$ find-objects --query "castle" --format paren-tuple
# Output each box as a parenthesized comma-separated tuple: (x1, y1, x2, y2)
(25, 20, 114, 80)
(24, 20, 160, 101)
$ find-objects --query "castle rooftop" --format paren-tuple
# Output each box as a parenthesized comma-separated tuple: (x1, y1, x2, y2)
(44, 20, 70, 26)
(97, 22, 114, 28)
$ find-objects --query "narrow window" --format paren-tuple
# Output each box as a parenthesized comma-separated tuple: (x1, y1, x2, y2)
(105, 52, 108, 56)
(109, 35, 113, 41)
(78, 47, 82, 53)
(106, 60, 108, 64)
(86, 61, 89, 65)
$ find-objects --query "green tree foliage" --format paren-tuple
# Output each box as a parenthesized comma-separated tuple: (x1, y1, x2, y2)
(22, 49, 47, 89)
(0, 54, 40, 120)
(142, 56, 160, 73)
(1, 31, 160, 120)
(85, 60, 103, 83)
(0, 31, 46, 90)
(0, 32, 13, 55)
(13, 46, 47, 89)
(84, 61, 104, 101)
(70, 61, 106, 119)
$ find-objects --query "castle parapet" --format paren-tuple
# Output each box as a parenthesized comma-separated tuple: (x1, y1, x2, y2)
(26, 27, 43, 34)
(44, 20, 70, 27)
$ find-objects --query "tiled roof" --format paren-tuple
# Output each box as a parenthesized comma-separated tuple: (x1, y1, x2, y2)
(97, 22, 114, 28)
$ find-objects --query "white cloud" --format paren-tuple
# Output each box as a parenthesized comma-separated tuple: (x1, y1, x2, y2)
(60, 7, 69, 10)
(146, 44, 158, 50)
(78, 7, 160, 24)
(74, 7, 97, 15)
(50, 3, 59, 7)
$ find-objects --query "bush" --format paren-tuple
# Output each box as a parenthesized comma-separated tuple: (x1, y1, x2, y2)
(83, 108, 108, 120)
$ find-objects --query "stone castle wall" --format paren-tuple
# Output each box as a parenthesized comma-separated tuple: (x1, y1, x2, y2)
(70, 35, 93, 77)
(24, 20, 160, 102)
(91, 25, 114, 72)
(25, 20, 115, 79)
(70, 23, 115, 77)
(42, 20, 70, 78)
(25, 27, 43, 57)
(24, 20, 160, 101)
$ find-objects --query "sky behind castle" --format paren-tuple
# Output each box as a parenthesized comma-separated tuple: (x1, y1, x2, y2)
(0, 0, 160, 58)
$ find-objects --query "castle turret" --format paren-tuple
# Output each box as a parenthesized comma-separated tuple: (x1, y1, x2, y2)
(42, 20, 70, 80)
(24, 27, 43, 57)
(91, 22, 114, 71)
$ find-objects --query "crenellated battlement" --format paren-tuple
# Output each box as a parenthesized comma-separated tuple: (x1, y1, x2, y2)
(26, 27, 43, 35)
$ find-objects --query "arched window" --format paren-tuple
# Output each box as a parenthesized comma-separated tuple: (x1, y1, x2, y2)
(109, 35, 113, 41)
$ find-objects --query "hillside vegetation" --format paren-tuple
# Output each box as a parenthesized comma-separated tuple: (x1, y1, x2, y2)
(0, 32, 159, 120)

» Instructions to follow:
Would you count the lines in the entries that hold "window" and reply with only the count?

» Output below:
2